-- start Dataset rows --
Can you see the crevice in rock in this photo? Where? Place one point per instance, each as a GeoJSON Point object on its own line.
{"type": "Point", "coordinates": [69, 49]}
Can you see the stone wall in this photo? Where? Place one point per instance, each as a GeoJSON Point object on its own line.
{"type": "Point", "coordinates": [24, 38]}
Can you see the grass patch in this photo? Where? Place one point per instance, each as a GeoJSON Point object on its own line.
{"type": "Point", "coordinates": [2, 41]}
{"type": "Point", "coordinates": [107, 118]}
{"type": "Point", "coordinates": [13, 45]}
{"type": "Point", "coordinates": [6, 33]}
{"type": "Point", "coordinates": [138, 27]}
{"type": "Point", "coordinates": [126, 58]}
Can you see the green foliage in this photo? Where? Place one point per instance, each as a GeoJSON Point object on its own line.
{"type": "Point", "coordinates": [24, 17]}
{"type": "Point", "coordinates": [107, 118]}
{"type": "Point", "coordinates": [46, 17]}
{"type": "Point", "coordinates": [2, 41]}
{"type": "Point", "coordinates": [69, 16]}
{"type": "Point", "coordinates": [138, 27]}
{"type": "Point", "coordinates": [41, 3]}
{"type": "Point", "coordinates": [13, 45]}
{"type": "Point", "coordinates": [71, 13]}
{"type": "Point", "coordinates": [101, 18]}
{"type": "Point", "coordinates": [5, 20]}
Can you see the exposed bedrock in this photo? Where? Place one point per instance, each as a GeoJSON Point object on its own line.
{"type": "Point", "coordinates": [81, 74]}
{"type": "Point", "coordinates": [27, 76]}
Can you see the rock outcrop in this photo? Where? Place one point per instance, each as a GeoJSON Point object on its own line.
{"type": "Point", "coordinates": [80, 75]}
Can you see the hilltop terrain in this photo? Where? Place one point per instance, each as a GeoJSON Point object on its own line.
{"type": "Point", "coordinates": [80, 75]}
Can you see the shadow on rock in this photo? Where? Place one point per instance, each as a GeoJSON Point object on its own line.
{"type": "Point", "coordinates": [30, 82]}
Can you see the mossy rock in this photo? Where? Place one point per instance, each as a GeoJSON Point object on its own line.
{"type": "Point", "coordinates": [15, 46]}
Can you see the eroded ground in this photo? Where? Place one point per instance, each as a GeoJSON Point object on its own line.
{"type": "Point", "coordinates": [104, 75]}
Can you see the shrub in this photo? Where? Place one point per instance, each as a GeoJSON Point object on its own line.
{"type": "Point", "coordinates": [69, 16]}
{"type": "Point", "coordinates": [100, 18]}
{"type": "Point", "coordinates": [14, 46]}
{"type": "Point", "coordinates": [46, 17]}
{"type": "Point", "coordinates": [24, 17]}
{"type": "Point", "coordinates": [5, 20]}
-- end Dataset rows --
*Written instruction*
Recast the saved data entries listing above as a two-column CSV with columns named "prompt" and "response", one row for each request. Put each request's text and its answer in their own quoted fields, turning any line breaks into spaces.

*Solution below*
prompt,response
"Can you see the crevice in rock in this photo? Where? Place one point per instance, each as a GeoJSON Point object on its own line.","{""type"": ""Point"", ""coordinates"": [69, 49]}"
"Can you see the stone wall in this photo? Where? Place one point per instance, each as a GeoJSON Point object on its own line.","{""type"": ""Point"", ""coordinates"": [24, 38]}"
"Can you see the grass patch in this photo? Where? Place one point per instance, each as a GeoJSON Point object on its own line.","{""type"": ""Point"", ""coordinates"": [2, 41]} {""type"": ""Point"", ""coordinates"": [107, 118]} {""type"": ""Point"", ""coordinates"": [13, 45]} {""type"": ""Point"", ""coordinates"": [6, 33]} {""type"": ""Point"", ""coordinates"": [138, 27]} {""type"": ""Point"", ""coordinates"": [126, 58]}"
"Can you see the green foliage in this photo? Where? Place one point per instance, each as a GeoJSON Point object on its own line.","{""type"": ""Point"", ""coordinates"": [24, 17]} {""type"": ""Point"", ""coordinates"": [107, 118]} {""type"": ""Point"", ""coordinates"": [46, 17]} {""type"": ""Point"", ""coordinates"": [2, 41]} {""type"": ""Point"", ""coordinates"": [69, 16]} {""type"": ""Point"", ""coordinates"": [138, 27]} {""type"": ""Point"", ""coordinates"": [41, 3]} {""type"": ""Point"", ""coordinates"": [13, 45]} {""type"": ""Point"", ""coordinates"": [71, 13]} {""type"": ""Point"", ""coordinates"": [101, 18]} {""type"": ""Point"", ""coordinates"": [5, 20]}"
"Can you see the exposed bedrock in this photo? Where? Place one point per instance, each as a GeoJSON Point object on its own line.","{""type"": ""Point"", ""coordinates"": [81, 74]} {""type"": ""Point"", ""coordinates"": [27, 76]}"
"Can you see the rock outcrop in this photo? Where? Place one point per instance, each as a GeoJSON Point object on its own line.","{""type"": ""Point"", ""coordinates"": [80, 75]}"
"Can you see the hilltop terrain in this photo? Where? Place one point per instance, each as a GeoJSON Point object on its own line.","{""type"": ""Point"", ""coordinates"": [80, 75]}"
"Can you see the shadow on rock in this photo? Where? Place one point per instance, each as a GeoJSON Point object on its own line.","{""type"": ""Point"", ""coordinates"": [30, 82]}"
"Can you see the mossy rock in this photo? Where? Place one point per instance, each as a GeoJSON Point object on its own line.","{""type"": ""Point"", ""coordinates"": [15, 46]}"
"Can you see the eroded ground in this photo? Where? Place one point per instance, each as a GeoJSON Point object on its own line.","{""type"": ""Point"", ""coordinates"": [104, 75]}"
"Can you see the shrub in this photo? Where? Place one point per instance, each as a GeoJSON Point object on its own line.","{""type"": ""Point"", ""coordinates"": [69, 16]} {""type"": ""Point"", ""coordinates"": [100, 18]} {""type"": ""Point"", ""coordinates"": [14, 46]} {""type"": ""Point"", ""coordinates"": [46, 17]} {""type"": ""Point"", ""coordinates"": [24, 17]} {""type"": ""Point"", ""coordinates"": [5, 20]}"